[BEGIN Dataset]

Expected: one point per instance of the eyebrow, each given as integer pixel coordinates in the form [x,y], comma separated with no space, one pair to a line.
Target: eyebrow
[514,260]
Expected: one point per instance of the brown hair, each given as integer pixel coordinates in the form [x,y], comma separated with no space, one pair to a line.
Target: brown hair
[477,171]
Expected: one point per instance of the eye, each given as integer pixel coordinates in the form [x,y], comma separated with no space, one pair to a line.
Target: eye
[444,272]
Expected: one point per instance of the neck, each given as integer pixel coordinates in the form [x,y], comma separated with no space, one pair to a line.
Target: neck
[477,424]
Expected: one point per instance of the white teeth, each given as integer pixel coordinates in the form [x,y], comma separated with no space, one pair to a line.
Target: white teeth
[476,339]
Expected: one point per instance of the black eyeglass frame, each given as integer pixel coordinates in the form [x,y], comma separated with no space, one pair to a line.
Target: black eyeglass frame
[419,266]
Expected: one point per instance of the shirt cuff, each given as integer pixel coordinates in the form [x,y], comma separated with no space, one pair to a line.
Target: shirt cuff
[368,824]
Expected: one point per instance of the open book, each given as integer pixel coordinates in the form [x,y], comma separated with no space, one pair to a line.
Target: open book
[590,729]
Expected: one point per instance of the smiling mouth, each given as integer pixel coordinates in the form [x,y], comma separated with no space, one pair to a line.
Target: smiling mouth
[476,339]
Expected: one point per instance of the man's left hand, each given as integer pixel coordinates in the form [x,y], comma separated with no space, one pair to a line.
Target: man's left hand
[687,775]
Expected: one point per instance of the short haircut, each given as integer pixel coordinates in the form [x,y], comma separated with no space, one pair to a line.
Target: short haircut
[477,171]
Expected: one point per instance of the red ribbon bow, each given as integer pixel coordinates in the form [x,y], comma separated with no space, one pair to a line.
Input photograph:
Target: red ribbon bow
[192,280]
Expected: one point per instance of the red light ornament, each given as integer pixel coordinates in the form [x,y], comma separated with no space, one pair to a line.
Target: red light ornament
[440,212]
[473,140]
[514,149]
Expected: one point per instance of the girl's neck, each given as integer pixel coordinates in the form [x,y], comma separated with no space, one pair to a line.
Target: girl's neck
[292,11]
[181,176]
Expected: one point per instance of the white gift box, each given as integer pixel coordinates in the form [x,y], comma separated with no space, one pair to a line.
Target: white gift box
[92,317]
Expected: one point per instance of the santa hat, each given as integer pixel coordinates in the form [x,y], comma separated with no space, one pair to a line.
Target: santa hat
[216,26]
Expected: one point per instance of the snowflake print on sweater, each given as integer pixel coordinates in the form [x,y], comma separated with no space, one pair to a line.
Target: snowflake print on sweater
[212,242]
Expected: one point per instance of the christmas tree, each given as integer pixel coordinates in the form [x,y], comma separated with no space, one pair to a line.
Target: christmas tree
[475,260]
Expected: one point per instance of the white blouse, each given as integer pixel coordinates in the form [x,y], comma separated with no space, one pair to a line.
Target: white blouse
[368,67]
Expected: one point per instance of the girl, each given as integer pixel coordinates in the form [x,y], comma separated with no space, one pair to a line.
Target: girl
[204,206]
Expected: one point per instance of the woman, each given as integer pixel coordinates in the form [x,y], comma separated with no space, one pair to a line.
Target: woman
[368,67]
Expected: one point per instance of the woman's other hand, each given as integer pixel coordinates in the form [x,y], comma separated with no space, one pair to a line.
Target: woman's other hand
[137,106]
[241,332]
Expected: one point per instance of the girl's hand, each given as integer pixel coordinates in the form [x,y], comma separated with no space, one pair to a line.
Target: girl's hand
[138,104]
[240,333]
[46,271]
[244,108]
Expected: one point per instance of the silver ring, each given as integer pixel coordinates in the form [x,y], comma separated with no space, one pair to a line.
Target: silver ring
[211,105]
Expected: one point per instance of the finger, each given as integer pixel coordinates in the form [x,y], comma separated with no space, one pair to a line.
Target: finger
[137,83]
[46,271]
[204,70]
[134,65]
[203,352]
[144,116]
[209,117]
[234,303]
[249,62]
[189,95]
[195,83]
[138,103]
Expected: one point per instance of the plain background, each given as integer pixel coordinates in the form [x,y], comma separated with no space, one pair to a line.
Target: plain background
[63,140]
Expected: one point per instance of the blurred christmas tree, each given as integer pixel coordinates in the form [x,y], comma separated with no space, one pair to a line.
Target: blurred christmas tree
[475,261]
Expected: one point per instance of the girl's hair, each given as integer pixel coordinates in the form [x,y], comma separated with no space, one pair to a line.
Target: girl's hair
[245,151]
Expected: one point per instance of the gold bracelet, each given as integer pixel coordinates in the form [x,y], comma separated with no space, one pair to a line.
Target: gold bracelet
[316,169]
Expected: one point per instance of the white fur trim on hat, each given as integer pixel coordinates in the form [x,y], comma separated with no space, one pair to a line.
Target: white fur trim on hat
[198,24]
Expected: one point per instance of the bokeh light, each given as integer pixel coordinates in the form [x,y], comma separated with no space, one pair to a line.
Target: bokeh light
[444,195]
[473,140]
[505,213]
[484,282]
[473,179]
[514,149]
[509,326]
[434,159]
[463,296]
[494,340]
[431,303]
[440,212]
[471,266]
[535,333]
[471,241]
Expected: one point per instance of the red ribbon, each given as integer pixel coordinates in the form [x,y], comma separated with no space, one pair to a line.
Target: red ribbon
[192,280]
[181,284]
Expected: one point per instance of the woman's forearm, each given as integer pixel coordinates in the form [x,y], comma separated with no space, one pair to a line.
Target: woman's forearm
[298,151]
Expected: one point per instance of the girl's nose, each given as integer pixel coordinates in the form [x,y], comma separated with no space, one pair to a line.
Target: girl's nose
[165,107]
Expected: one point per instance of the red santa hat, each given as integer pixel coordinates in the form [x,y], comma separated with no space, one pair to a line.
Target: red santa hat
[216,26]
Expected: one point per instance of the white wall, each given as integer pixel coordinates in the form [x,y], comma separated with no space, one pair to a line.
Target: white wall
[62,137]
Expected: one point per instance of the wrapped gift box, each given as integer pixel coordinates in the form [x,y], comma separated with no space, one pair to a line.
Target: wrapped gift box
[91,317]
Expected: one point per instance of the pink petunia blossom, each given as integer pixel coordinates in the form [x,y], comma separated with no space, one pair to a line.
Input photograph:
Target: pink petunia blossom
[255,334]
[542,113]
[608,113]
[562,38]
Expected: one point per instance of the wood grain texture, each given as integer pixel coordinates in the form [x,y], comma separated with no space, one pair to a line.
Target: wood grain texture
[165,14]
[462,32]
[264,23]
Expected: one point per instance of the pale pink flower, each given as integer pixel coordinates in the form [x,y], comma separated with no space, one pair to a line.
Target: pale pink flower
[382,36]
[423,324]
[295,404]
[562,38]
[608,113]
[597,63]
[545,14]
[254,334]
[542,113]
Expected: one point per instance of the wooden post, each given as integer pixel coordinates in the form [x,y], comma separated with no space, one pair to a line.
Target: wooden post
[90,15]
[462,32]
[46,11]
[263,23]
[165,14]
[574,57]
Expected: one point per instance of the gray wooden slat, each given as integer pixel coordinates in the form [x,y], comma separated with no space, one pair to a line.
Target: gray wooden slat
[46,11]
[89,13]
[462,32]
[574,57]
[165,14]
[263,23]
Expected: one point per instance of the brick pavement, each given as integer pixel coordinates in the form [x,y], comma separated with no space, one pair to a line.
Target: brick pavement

[END Dataset]

**Your instructions**
Lay out the records above as a JSON list of strings, one string per line and no blank lines, starting at the line that contains "Expected: one point per instance of the wood grain" and running through the last line of the records.

**Worked solution**
[
  "Expected: one point per instance of the wood grain texture, each given as integer pixel coordinates in the form [x,y], comma separated with no space, one pair to a line.",
  "Target: wood grain texture",
  "[165,14]",
  "[462,32]",
  "[264,23]",
  "Expected: one point per instance of the pale pink flower, each given as integer pixel coordinates in the form [x,y], comma separated with no space, one pair to a line.",
  "Target: pale pink flower",
  "[382,36]",
  "[423,324]",
  "[295,404]",
  "[562,38]",
  "[608,113]",
  "[597,63]",
  "[545,14]",
  "[254,334]",
  "[542,113]",
  "Expected: one point per instance of the wooden post, each given as integer pixel coordinates in the form [x,y], comma separated with no space, one pair to a line.",
  "Target: wooden post",
  "[90,15]",
  "[462,32]",
  "[46,11]",
  "[263,23]",
  "[165,14]",
  "[574,57]",
  "Expected: one point per instance of the gray wooden slat, each given as integer pixel coordinates in the form [x,y], comma separated with no space, one pair to a line.",
  "Target: gray wooden slat",
  "[46,11]",
  "[89,13]",
  "[462,32]",
  "[574,57]",
  "[165,14]",
  "[263,23]",
  "Expected: one point per instance of the brick pavement, each given as integer pixel coordinates in the form [x,y], comma separated with no space, one pair to a line.",
  "Target: brick pavement"
]